Today is December 17th, 2017. Eight years since my mum died. And while her absence is particularly noticeable on days like today, life has this weird habit of marching on.

2009 started out innocently enough, but by the end of that year I was a totally different person. Most of my friends consider me organised and planned. But 2009 was anything but that.

I kicked off the year by putting the apartment I loved onto the market, so I could buy something bigger and fulfill my dream of having a dog. The economy wasn’t great and I didn’t expect to sell, so it was quite a shock to have a sold sticker on the board within a week of going onto the market.

Win!

Ok, so let’s buy a new home. I found a gorgeous little unit, and got mum’s take on it. She loved it. The auction day came round, and I vividly remember mum watching carefully as the auction unfolded. I lost count of the number of bids I made after 12 – but finally I nailed it. After the hammer had fallen, I signed the documents, came home and fell into mum’s arms. She was absolutely elated – doing her little signature happy dance proclaiming “Oh my god you did it!”. Neither of us had bid at an auction before, and both of us had thought it was well outside my price range.

Another win!

That is, to this day, one of the happiest memories I have of mum.

But it was at this point that life started going pear shaped.

Data shown:
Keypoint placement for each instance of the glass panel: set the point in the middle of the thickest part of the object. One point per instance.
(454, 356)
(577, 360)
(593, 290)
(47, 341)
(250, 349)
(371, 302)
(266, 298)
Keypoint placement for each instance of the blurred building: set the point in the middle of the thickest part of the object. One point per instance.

Exercise requirements: Write out the section of the passage about the year of the mother's death from "Today is December" to "of marching on.", word for word. Rely only on the passage about the year of the mother's death.

Exercise answer:
Today is December 17th, 2017. Eight years since my mum died. And while her absence is particularly noticeable on days like today, life has this weird habit of marching on.